Aim of the task
Extend the article below on the serverless AWS document processing pipeline, beginning right after its final line on Lambda functions.

(Source text Opens)

Organizations process millions of documents every year: reports, contracts, invoices, correspondence. Traditionally, human operators read each document, classify it, extract the relevant fields, and enter the data into a management system. This is slow, expensive, and error-prone.
In this post I’ll describe the architecture of a production document processing pipeline I helped build. The system ingests documents, extracts text using vision-based LLMs, clusters and classifies document sections, extracts structured data, and generates vector embeddings for semantic search. All of this runs on a fully serverless AWS architecture with no idle infrastructure costs.
The Problem Space#
A typical submission arrives as a ZIP archive containing multiple documents: reports, certificates, invoices, photos, correspondence. Each document needs to be:
- Parsed into machine-readable text (many are scanned PDFs or photos)
- Classified by type (report, certificate, invoice, etc.)
- Structured by extracting specific fields per document type (e.g., reference number and date from a report, line items and totals from an invoice)
- Indexed for semantic search so operators can query across all documents in natural language
- Summarized so the operator gets an overview without reading every page
The system needs to handle multiple document categories, support concurrent processing of hundreds of batches, and recover gracefully from LLM failures.
Architecture Overview#
The architecture follows an event-driven, fully serverless pattern:
ZIP Upload → S3 → EventBridge → Step Functions → [Lambda Pipeline] → DynamoDB + Aurora
↓
Processing Service (ECS) ← ALB ← UsersThe key components:
- S3 Ingestion Bucket: receives ZIP uploads via presigned URLs
- EventBridge Rule: triggers the processing pipeline when a file lands
- Step Functions: orchestrates the multi-stage processing workflow
- Lambda Functions: execute each processing stage (stateless, parallel)

(Source text Closes)
(Record excerpts Opens)

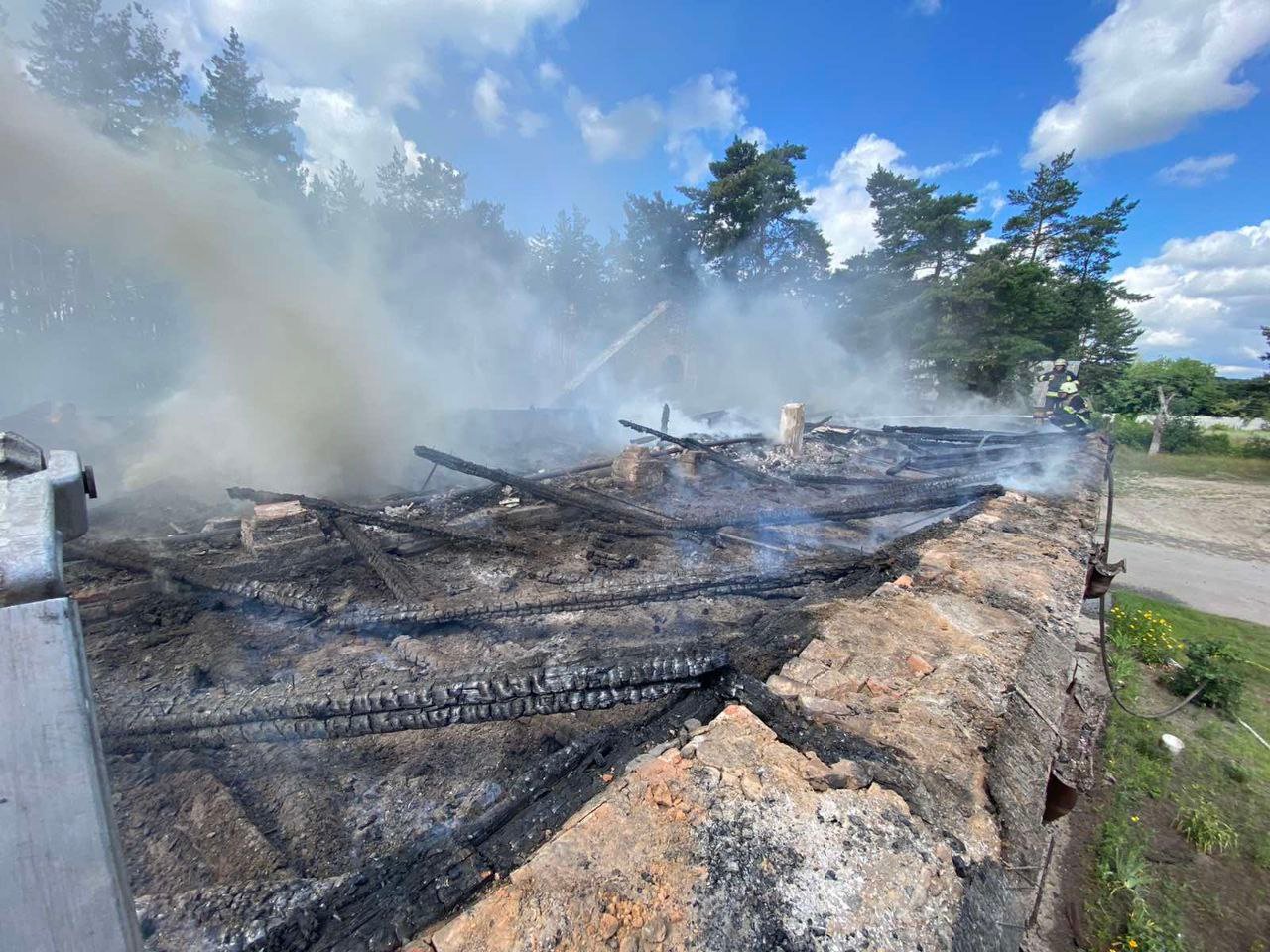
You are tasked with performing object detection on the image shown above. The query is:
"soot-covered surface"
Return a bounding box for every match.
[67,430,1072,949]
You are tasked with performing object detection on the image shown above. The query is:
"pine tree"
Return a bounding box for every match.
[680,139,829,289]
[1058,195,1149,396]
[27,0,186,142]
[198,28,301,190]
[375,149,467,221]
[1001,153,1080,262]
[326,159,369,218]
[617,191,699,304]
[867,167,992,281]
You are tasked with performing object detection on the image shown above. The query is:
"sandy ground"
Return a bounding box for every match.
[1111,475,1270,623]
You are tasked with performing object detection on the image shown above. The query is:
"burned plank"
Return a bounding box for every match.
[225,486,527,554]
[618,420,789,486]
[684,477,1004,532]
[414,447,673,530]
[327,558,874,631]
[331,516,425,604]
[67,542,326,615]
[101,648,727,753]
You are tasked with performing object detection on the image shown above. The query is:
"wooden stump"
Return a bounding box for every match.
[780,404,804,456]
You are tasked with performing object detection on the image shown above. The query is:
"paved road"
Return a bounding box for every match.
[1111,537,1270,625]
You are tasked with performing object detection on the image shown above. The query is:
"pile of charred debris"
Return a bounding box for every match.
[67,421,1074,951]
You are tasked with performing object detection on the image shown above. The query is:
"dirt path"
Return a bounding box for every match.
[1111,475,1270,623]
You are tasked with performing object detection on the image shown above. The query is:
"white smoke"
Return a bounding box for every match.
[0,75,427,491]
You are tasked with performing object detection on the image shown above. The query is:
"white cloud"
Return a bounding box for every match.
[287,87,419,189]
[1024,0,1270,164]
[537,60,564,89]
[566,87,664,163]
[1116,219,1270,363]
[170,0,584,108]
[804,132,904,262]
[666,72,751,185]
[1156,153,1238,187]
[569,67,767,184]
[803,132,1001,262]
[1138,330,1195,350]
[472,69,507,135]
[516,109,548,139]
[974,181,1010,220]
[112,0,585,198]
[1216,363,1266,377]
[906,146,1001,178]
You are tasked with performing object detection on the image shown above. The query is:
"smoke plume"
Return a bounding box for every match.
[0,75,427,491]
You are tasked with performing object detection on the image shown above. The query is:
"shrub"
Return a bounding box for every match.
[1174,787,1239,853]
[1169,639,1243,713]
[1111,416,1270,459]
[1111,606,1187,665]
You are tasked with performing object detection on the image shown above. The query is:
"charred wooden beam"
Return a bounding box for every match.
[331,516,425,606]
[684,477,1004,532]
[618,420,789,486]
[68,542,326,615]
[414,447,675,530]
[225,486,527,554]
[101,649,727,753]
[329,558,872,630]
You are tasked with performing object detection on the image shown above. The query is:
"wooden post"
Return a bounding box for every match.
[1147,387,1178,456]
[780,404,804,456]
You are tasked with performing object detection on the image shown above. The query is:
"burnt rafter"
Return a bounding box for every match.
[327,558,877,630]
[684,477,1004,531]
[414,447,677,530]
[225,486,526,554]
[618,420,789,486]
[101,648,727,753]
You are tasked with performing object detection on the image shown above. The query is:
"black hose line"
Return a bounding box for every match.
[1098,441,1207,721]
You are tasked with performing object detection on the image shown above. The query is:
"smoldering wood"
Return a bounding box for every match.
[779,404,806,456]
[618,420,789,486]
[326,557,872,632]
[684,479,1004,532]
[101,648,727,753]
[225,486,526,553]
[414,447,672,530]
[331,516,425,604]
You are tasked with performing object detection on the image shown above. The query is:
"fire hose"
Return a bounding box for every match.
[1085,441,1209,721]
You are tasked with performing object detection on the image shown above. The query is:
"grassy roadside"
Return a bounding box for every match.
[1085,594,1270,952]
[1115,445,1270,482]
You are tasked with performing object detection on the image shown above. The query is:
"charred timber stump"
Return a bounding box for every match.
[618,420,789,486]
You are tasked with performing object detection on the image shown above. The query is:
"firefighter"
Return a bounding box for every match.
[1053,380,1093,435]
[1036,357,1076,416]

(Record excerpts Closes)
(Record excerpts Opens)

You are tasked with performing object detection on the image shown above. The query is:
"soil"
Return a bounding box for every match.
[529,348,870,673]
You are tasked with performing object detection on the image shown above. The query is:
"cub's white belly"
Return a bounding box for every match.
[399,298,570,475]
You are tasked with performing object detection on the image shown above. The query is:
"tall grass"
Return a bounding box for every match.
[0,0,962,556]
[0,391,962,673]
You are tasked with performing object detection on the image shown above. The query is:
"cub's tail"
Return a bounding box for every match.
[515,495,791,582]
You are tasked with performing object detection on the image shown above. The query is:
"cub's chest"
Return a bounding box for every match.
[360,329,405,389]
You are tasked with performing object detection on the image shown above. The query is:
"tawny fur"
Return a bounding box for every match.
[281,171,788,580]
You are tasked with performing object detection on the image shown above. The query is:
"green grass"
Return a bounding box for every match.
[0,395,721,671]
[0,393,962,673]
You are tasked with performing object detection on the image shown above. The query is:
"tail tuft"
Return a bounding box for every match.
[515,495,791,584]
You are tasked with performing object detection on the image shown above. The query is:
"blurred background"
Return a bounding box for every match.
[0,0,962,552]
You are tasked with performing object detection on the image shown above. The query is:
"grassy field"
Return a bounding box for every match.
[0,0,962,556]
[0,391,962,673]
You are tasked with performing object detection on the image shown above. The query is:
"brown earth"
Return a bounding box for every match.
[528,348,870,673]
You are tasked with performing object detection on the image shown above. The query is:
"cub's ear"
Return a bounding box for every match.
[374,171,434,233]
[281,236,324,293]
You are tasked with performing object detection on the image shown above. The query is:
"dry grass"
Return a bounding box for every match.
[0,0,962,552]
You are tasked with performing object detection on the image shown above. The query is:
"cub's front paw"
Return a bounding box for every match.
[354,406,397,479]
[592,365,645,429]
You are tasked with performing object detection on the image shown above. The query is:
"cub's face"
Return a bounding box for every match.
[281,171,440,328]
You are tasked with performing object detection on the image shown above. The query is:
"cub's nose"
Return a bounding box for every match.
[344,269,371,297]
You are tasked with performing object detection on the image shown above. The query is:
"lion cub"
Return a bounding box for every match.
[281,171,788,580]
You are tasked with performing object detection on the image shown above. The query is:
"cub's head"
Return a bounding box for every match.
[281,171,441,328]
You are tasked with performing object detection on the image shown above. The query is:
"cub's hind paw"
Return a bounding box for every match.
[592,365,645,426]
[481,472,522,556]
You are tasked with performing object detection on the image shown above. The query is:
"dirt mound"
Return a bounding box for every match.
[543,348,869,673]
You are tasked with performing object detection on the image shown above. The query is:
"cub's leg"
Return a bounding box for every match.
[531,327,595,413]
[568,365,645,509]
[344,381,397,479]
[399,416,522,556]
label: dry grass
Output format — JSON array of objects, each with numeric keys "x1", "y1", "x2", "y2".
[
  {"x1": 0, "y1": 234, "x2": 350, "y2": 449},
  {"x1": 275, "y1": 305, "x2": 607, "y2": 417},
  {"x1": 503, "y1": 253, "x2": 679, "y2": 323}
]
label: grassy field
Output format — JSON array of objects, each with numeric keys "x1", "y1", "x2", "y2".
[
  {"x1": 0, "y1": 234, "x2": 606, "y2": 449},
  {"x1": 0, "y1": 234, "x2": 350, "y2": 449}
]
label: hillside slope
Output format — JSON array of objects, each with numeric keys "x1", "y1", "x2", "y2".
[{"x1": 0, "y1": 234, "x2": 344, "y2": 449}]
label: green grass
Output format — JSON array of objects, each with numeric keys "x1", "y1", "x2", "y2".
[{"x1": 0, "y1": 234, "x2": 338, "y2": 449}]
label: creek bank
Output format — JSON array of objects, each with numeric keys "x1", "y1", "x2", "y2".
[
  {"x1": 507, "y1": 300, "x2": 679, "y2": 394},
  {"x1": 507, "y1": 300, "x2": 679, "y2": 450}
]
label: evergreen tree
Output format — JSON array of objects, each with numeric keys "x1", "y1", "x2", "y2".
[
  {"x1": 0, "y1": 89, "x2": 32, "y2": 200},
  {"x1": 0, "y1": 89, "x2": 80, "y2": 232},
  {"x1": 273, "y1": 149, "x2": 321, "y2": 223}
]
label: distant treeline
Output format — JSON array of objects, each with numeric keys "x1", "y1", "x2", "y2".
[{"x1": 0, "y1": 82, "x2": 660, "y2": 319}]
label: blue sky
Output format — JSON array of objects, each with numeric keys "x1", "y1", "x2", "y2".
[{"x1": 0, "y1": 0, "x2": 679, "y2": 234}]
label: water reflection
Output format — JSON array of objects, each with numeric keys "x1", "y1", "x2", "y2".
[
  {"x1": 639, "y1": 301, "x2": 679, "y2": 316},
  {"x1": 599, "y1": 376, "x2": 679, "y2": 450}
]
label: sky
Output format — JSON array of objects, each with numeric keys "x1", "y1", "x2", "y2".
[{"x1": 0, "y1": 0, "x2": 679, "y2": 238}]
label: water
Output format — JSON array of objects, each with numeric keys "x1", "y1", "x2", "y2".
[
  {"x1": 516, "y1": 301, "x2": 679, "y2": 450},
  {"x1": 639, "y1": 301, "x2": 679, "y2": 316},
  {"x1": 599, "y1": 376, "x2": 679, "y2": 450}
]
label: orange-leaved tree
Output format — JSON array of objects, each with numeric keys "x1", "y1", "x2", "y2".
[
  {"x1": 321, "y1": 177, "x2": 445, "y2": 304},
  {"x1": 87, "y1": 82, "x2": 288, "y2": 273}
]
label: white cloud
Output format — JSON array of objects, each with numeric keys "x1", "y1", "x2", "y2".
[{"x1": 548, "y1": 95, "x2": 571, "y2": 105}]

(Record excerpts Closes)

Your response
- DynamoDB: tracks processing state and stores extraction results
- Aurora PostgreSQL: stores vector embeddings for RAG
- ECS Service (Django): serves the web UI and API for operators
- Keycloak + Entra ID: authentication and group-based access control
The Ingestion Flow#
Documents enter the system through a secure upload flow:
- The external system calls our API to register a batch (category, permissions, metadata)
- It requests a presigned S3 URL from a lightweight Lambda function
- It uploads the ZIP archive directly to S3 using the presigned URL
- An EventBridge rule detects the new object and triggers the Step Functions workflow
The presigned URL approach avoids routing large files through our API. The Lambda generates short-lived URLs (10-60 seconds), so the upload window is narrow enough to prevent misuse.
import boto3 {title="processor.py"}
from datetime import datetime
def handler(event, context):
s3 = boto3.client("s3")
batch_name = event["batch_name"]
document_code = event["document_code"]
key = f"landing/{batch_name}#{document_code}.zip"
url = s3.generate_presigned_url(
"put_object",
Params={
"Bucket": INGESTION_BUCKET,
"Key": key,
"ContentType": "application/zip",
},
ExpiresIn=60,
)
return {"upload_url": url, "key": key}Processing runs in periodic batches (every 10 minutes) rather than on each individual upload. This is a deliberate tradeoff: we accept a few minutes of latency in exchange for better throughput management and cost control when handling bursts of uploads.
The Step Functions Pipeline#
The core of the system is an AWS Step Functions state machine that orchestrates document processing through a linear phase followed by two parallel branches.
Linear Phase: Parse and Extract Text#
Stage 1: Start (batch-level)
The first Lambda validates the uploaded ZIP, extracts files, uploads individual documents to a support bucket, and creates tracking records in DynamoDB. It also deduplicates: if a document with the same name already exists in the batch and is being processed, it’s skipped.
Stage 2: Split (document-level)
Each document is converted to PDF (if it’s a DOCX), then split into individual pages saved as PNG images. We use an internal PDF splitting service for this, which handles edge cases like encrypted PDFs, malformed page trees, and oversized documents.
Stage 3: Parse (page-level)
This is where the AI kicks in. Each page image is sent to Claude 3.5 Sonnet (via Amazon Bedrock) for vision-based text extraction. The LLM reads the image and produces clean Markdown text, handling handwritten notes, stamps, tables, and mixed layouts that traditional OCR tools struggle with.
import json
import base64
import boto3
def parse_page(image_bytes: bytes, page_number: int) -> str:
bedrock = boto3.client("bedrock-runtime")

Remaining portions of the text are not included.